• _Consignes_:
(a) D'après l'article, pourquoi Isabelle Gélinas a-t-elle loué une chambre à Québec pour ses études au Barreau ? Répondez en une à trois phrases.
(b) Repérez dans les entrées toutes les lignes qui contiennent le mot "bare", puis recopiez-les.

Isabelle Gélinas. Source: courtoisie de l’étudiante
Isabelle Gélinas. Source: courtoisie de l’étudiante
Isabelle Gélinas n’a rien d’une étudiante typique ; celle qui vient de célébrer son cinquantième anniversaire a été admise à l’École du Barreau. Surpris ? Elle commence pourtant ses cours ce mois-ci.

Après plus de 20 ans de carrière en traduction, elle a choisi de reprendre ses études en droit. Traductrice agréée, elle a reçu son baccalauréat en droit en 1997, à l’Université de Montréal.

Rencontre avec une étudiante pas comme les autres…

Pourquoi avez-vous décidé de passer l’examen du Barreau cette année ?

J’ai un parcours professionnel assez atypique. À la fin de ma deuxième année au baccalauréat, j'ai travaillé en informatique pendant deux ans et j'ai mis mes études de côté. Après un séjour en Amérique du Sud pour un autre emploi, je suis revenue à l’université à l’université pour terminer mon baccalauréat.

À l'époque, la mentalité du domaine me repoussait un peu. Au fil du temps, j'ai essayé de me rapprocher du droit avec la traduction. La majorité de mon travail portait sur des traductions juridiques. J’ai traduit beaucoup de contrats, de jugements et des mémoires pour la Cour suprême impliquant divers domaines comme le droit des assurances, le droit du travail et le droit du logement.

Avec le temps et l’expérience, j'ai réalisé que j’étais prête à passer à l’étape supérieure. Le moment était bien choisi, car il me reste encore 25 ans minimum pour travailler.

Quel domaine juridique vous intéresse le plus ? Quel est votre objectif de carrière ?

Je vais sûrement me diriger vers le droit de la famille et le droit civil. J'aimerais aussi offrir des conseils en matière de logement par l'entremise de formation ou de clinique juridique.

Mon objectif est de créer une pratique pour rendre la justice plus accessible à tous. L'accès à la justice n’est pas adéquat dans ma région, en Mauricie, à Shawinigan. J’aimerais justement y contribuer en travaillant pour la justice sociale et la justice de proximité, que ce soit à mon compte ou en partenariat avec d'autres cabinets qui offrent des services similaires.

Je viens à peine de commencer mes recherches. Pour l’instant, je préfère me concentrer sur mes études. Je ne suis pas inquiète si ma pratique commence tranquillement, car j’ai encore mon métier de traductrice. Éventuellement, je ne ferai plus de traduction et deviendrai avocate à temps plein.

Comment arrivez-vous à vous organiser entre le Barreau, les traductions et la vie de famille ?

Même si on m’avait prévenu, les études pour le Barreau demandent beaucoup de travail. J'ai à peine quelques jours dans le corps et je suis déjà essoufflé.

J’ai deux adolescents, un chum, deux chiens et deux chats. On parle de la charge mentale du côté des femmes et c'est quelque chose que je vis au quotidien. Après avoir fait les cours préparatoires, j'ai réalisé que je n’y arriverais pas si je restais chez moi. Donc, j’ai loué une chambre à Québec avec une colocataire. Je vais essayer de revenir chez moi le plus souvent possible les fins de semaine.

• _Documents de travail_:

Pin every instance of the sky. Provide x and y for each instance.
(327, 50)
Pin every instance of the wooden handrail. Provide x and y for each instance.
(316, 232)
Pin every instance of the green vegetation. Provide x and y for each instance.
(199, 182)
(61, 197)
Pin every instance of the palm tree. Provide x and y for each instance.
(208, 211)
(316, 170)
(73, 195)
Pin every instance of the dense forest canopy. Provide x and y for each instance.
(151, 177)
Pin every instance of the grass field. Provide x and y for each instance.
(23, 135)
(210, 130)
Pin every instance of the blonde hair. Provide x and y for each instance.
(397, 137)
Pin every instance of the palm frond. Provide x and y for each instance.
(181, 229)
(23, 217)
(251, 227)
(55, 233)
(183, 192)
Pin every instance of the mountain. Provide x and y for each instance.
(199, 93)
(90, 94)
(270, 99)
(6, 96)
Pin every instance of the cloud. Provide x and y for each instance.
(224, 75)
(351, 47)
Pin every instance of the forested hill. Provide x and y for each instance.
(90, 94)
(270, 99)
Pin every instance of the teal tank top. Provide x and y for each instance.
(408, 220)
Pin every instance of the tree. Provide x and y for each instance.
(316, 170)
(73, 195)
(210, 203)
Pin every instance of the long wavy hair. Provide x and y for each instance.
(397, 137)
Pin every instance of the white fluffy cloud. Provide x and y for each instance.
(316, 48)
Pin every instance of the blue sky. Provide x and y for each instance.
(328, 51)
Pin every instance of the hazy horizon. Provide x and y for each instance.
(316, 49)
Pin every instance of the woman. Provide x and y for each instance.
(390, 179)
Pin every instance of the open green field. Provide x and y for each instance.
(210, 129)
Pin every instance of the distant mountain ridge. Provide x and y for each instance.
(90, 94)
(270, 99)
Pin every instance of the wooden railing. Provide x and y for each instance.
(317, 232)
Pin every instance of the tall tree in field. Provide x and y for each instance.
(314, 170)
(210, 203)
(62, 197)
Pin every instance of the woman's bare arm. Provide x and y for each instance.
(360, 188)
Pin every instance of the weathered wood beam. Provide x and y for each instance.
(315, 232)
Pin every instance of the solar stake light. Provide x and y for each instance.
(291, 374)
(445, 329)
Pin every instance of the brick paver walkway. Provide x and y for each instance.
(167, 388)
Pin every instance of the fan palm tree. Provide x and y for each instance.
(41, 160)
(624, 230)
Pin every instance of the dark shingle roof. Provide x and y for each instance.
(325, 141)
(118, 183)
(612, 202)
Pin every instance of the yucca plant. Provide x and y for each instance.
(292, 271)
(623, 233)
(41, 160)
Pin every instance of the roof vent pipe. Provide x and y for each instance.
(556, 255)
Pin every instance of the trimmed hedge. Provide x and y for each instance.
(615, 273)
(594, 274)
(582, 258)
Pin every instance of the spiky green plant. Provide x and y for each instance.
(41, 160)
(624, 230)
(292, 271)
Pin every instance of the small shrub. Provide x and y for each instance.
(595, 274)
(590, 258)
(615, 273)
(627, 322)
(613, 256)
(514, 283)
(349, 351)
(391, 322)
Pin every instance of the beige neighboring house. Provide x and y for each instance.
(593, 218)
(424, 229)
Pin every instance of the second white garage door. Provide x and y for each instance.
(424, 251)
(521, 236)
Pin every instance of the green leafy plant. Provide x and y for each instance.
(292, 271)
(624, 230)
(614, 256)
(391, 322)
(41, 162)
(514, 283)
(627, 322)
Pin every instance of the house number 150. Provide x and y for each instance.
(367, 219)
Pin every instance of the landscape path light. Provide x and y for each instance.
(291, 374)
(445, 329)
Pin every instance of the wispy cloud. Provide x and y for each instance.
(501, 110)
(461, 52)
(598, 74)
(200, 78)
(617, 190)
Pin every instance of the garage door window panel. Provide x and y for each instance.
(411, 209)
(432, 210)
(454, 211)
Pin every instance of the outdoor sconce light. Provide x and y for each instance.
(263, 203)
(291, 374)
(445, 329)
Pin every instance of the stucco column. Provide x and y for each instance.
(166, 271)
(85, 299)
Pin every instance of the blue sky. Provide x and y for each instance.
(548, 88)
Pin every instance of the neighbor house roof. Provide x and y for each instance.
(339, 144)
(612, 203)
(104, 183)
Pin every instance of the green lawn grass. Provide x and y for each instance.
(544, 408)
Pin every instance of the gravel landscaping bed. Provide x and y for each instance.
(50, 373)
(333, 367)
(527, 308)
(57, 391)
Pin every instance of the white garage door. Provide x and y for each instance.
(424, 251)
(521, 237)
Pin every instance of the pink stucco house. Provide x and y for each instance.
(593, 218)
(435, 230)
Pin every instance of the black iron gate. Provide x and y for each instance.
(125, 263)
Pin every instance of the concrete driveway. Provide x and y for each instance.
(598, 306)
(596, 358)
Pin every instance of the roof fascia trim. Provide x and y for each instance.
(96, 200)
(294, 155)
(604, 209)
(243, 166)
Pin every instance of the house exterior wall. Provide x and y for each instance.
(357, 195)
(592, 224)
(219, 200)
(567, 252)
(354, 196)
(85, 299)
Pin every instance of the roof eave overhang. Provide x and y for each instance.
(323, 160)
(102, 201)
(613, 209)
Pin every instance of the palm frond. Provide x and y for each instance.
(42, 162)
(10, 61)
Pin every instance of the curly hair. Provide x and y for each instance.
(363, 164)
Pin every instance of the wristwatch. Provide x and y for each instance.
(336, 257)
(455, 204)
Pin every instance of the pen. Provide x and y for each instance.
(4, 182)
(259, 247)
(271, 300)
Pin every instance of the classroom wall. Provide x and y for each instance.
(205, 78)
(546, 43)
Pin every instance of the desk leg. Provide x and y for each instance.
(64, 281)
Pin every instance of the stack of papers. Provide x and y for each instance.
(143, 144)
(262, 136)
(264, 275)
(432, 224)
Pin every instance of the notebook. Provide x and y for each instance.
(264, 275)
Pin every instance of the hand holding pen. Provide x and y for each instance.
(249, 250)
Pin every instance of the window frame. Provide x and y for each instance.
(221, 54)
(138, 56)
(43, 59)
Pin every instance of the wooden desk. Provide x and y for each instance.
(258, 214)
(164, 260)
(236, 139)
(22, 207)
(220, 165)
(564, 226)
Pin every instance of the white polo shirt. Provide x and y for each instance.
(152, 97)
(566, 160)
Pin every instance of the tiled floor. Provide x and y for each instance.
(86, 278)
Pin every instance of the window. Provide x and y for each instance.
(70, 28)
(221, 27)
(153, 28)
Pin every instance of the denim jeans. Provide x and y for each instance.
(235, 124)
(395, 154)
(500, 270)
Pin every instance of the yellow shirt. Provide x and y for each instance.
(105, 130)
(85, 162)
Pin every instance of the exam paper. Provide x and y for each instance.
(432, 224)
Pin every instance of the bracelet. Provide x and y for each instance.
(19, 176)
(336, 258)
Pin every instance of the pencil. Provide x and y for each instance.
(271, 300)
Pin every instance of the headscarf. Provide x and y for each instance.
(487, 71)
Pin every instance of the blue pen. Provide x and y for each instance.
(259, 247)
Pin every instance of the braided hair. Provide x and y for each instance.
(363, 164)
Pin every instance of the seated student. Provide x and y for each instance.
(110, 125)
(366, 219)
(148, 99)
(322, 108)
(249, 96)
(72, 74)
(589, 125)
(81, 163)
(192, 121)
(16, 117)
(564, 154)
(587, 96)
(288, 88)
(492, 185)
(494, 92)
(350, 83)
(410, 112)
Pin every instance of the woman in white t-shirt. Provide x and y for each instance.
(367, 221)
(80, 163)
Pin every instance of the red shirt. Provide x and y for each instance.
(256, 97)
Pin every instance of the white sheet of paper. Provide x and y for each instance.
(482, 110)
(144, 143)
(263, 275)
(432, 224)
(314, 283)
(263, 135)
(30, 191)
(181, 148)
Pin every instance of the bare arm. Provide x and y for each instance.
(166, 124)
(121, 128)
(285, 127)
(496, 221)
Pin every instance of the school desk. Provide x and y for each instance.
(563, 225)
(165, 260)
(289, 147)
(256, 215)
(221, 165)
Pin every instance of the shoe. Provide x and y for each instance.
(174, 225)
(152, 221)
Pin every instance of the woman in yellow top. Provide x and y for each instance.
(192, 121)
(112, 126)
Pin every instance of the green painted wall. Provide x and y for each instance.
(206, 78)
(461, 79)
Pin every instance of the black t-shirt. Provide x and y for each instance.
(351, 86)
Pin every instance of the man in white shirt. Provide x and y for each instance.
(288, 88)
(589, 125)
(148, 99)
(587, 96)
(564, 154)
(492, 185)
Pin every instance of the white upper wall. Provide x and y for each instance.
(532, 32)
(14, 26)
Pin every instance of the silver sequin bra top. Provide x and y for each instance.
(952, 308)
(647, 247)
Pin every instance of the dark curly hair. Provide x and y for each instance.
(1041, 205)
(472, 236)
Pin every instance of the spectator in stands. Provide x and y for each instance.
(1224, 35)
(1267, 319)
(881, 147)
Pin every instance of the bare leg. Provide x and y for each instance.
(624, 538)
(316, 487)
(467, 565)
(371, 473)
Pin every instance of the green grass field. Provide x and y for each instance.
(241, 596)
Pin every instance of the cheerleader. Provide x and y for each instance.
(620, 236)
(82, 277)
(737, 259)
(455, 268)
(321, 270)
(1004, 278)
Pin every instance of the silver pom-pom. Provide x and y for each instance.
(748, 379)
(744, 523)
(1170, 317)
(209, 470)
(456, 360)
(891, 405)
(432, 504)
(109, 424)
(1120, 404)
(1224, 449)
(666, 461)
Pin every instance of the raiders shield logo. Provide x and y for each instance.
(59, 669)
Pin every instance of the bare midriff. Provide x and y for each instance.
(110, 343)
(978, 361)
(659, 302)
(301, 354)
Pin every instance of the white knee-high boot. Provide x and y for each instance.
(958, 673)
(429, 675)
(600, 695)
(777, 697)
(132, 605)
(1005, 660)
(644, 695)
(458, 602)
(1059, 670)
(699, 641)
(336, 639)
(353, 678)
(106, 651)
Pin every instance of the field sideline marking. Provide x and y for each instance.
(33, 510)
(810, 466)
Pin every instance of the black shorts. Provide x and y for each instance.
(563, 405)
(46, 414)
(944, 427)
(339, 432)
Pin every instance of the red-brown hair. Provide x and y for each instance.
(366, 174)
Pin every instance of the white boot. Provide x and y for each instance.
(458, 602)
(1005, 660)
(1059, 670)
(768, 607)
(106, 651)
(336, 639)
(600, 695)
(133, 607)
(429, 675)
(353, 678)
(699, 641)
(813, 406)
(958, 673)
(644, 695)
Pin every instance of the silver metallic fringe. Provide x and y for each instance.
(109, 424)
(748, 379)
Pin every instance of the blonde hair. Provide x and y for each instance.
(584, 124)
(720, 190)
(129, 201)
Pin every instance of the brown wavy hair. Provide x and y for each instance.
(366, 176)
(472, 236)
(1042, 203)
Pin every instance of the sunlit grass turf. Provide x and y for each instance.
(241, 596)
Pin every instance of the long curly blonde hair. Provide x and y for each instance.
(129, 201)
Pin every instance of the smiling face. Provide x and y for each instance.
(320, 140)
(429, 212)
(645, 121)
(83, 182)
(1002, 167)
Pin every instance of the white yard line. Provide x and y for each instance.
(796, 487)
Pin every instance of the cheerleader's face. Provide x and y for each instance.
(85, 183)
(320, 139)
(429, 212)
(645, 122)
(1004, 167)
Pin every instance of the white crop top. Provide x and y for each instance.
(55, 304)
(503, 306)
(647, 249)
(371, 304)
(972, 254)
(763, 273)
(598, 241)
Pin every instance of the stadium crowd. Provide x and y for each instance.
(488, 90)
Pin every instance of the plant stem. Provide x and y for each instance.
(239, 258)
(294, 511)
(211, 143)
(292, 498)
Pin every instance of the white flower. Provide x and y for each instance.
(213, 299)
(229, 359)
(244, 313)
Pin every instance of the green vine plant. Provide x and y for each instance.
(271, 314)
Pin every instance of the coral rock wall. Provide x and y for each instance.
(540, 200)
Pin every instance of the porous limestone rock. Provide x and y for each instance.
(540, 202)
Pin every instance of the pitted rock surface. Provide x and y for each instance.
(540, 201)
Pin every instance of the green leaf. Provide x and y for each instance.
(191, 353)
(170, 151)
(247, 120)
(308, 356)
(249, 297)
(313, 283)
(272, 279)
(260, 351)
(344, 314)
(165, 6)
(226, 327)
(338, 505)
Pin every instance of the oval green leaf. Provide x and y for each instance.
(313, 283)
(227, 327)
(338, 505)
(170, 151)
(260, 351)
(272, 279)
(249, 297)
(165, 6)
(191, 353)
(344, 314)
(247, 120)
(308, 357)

• _Corrigé_:
(a) Après les cours préparatoires, elle a compris qu'elle n'y arriverait pas si elle restait chez elle. Elle y vit en effet au quotidien la charge mentale d'une famille avec deux adolescents, un chum, deux chiens et deux chats.

(b)
Pin every instance of the woman's bare arm. Provide x and y for each instance.
Pin every instance of the bare arm. Provide x and y for each instance.
Pin every instance of the bare leg. Provide x and y for each instance.
Pin every instance of the bare midriff. Provide x and y for each instance.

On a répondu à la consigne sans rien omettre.